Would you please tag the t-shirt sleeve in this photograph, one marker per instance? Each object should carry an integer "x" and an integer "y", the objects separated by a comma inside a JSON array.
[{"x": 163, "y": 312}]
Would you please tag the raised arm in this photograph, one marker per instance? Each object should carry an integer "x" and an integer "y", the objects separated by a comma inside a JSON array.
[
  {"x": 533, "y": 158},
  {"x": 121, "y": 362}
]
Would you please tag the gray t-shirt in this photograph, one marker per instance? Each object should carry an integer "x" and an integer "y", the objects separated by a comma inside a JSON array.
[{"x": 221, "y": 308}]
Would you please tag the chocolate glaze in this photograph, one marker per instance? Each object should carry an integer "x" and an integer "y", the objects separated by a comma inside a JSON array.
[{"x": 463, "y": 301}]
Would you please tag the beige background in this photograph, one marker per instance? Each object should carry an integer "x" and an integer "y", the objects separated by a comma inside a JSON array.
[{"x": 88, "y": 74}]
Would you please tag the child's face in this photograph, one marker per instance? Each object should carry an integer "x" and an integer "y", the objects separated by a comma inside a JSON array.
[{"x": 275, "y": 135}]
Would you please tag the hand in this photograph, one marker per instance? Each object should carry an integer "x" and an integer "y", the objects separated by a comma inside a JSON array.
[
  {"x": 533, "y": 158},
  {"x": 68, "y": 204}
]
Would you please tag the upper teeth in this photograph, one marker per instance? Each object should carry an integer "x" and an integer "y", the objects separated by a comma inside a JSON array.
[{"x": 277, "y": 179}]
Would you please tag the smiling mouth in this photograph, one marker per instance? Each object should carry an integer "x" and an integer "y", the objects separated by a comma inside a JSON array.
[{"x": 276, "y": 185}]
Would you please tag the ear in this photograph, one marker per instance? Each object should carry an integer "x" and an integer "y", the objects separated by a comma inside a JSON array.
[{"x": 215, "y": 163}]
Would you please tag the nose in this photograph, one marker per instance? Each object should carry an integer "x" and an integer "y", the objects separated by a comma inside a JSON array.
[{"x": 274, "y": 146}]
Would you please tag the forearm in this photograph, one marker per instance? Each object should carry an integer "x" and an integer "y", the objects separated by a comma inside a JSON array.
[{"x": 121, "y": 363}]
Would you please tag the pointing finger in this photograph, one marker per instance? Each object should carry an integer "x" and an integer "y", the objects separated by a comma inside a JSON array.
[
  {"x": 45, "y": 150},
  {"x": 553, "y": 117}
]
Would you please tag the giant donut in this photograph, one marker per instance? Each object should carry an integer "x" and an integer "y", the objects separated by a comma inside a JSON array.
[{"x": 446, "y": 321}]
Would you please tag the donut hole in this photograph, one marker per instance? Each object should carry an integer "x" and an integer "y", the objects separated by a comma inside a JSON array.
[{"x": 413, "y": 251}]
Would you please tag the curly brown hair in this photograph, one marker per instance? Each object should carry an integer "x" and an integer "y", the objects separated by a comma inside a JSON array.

[EXERCISE AIM] Copy the lines above exactly, leaving every word as it is.

[FINAL ANSWER]
Would you please tag the t-shirt sleeve in this photograph, one marker per instance? Each object should carry an integer "x" and an integer "y", the objects separated by a comma inside a JSON array.
[{"x": 163, "y": 312}]
Would you please tag the raised arm in this photograph, one marker per instance? Each object should carry an integer "x" and an integer "y", the objects separated by a comma inside a JSON array.
[
  {"x": 533, "y": 158},
  {"x": 121, "y": 362}
]
Would you please tag the gray t-shirt in this photograph, one marker per instance? Each object should carry an integer "x" and an integer "y", the objects separated by a comma inside a JSON array.
[{"x": 221, "y": 308}]
Would you please tag the chocolate glaze in this photograph, one marker per instance? Each object should carry an integer "x" and an integer "y", the objects separated by a comma inside a JSON array.
[{"x": 463, "y": 301}]
Would you please tag the beige background in this photograph, one marker per instance? Each object should carry an integer "x" and an integer "y", the objects separated by a comma inside a JSON array.
[{"x": 88, "y": 74}]
Would you please tag the child's face in this photograph, one marker per instance? Each object should carry an integer "x" and an integer "y", the objects separated by a comma inside a JSON array.
[{"x": 275, "y": 135}]
Would you please tag the hand in this photograph, one marker per instance? Each object should carry an integer "x" and an integer "y", the objects separated by a comma inside a JSON array.
[
  {"x": 533, "y": 158},
  {"x": 68, "y": 204}
]
Would you please tag the upper teeth in this photograph, one marker per instance? Each object should carry an integer "x" and an integer "y", the objects separated by a comma inside a JSON array.
[{"x": 277, "y": 179}]
Would you please tag the smiling mouth in this photograph, one marker per instance? Each object should carry an integer "x" and an integer "y", the objects separated by a comma inside a JSON array.
[{"x": 276, "y": 185}]
Would you please tag the ear in this photograph, one marker per instance? Each object should carry an integer "x" and an integer "y", the objects separated by a comma inside a JSON array.
[{"x": 215, "y": 163}]
Would you please tag the nose in this photograph, one marker per instance? Each object should carry an integer "x" and an integer "y", the objects separated by a comma inside a JSON array.
[{"x": 274, "y": 146}]
Would you please tag the forearm in this photograph, one marker per instance? Each object should carry an integer "x" and an integer "y", the objects separated by a comma inside a JSON array.
[{"x": 121, "y": 363}]
Would you please tag the pointing finger in this photograph, one marker per instance? Each object should carry an integer "x" and an integer "y", the objects separated by a comma inside a JSON array.
[
  {"x": 45, "y": 150},
  {"x": 553, "y": 117}
]
Would you please tag the giant donut in this photograph, one marker per instance? Each object should carry an integer "x" and an integer "y", the objects separated by a comma inside a JSON array.
[{"x": 446, "y": 321}]
Would you please tag the donut hole in this photograph, one marker per instance? Each object should carry an integer "x" and an integer "y", the objects separated by a comma inside a JSON array.
[{"x": 413, "y": 251}]
Would you please tag the curly brown hair in this photograph, one marker per instance? Each object should carry an integer "x" and an integer "y", the objects separated by a comma inside a JSON array.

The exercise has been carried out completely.